◆ Written problem
Reproduce each of the items below verbatim, keeping every line intact.

---- Data shown

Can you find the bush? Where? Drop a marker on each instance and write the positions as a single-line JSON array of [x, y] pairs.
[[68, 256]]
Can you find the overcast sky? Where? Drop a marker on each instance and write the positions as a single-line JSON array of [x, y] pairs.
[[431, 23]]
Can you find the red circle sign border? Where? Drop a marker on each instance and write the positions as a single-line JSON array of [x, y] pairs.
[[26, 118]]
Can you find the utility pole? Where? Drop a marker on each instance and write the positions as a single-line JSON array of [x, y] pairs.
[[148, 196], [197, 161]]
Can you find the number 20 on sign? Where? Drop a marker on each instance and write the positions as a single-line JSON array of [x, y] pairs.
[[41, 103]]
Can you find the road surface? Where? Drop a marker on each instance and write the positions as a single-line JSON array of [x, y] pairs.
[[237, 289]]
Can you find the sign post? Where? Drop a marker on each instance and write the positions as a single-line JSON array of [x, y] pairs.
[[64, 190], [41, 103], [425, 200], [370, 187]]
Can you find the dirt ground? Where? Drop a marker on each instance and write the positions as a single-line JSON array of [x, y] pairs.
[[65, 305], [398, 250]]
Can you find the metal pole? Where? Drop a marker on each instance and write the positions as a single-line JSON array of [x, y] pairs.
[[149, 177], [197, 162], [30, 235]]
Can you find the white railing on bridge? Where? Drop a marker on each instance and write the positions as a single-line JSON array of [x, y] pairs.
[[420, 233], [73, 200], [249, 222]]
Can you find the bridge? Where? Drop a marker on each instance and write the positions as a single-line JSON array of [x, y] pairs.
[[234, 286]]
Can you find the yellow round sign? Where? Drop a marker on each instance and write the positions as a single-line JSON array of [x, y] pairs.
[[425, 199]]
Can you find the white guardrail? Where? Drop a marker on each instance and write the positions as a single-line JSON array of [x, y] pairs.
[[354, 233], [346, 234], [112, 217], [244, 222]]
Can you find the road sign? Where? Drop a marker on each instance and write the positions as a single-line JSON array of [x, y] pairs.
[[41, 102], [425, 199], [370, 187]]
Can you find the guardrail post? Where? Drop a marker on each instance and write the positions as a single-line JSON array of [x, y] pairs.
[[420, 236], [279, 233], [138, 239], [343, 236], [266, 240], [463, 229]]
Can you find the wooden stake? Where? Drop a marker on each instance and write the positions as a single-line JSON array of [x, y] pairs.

--------

◆ Correct response
Can you find the bush? Where? Drop a marker on each instance and write the positions as a single-line JSON array of [x, y] pairs.
[[68, 256]]
Can you find the overcast sky? Where? Drop a marker on each instance and write the positions as a single-line JSON array of [x, y] pairs.
[[431, 23]]
Can you find the red circle sign border? Where? Drop a marker on each instance and write the positions as a single-line JSON array of [x, y] pairs.
[[26, 118]]
Can you find the utility pole? Where? Drop a marker on each instance and write the positions as a single-line JSON array of [x, y] pairs.
[[148, 196], [197, 161]]
Can you find the number 20 on sign? Where? Drop a marker on each instance and write the positions as a single-line JSON array of [x, y] pairs.
[[41, 103]]
Can you find the road surface? Where? Drop a marker on each instance and write the positions as a single-line JSON array of [x, y] pairs.
[[237, 289]]
Can you find the sign post? Where? Drop a marker on each instance and write the positions as a single-line JSON array of [x, y] pairs.
[[64, 190], [41, 103], [425, 200], [370, 187]]
Can you find the dirt ground? Where? Drop a marker on each instance and write the positions as a single-line JSON array of [x, y] pairs.
[[65, 305], [398, 250]]
Can you find the metal pole? Where? Drop a marker on each instance and write the positions as a single-line JSON array of [x, y] pairs.
[[149, 177], [197, 162], [30, 235]]
Can you find the white railing on bridge? Where? Drop a marker on each instance and write the positions as a single-line JSON array of [x, y] pairs.
[[420, 233], [73, 200], [249, 222]]
Can you find the bridge? Where? Drop a marker on each instance and write the positions as a single-line JSON array of [x, y] pairs.
[[234, 286]]
Can you find the yellow round sign? Where? Drop a marker on each instance and write the positions as a single-line JSON array of [x, y] pairs.
[[425, 199]]
Can you find the white guardrail? Where? Drop a marker on each instance and write the positions as a single-line JSON array of [x, y] pairs.
[[354, 233], [346, 234], [112, 217], [244, 222]]
Can you find the road sign? Where? Drop a marker on each instance and write the positions as a single-line JSON array of [x, y] pairs.
[[41, 102], [425, 199], [370, 187]]
Can you find the guardrail post? Where? Drop a marker on each instance and write the positions as a single-line JSON array of [x, y] pairs.
[[420, 236], [279, 233], [138, 239], [343, 236], [266, 240], [463, 229]]
Can you find the wooden stake? Where? Drop a marker on each instance and write the positions as a single-line JSON array of [x, y] pairs.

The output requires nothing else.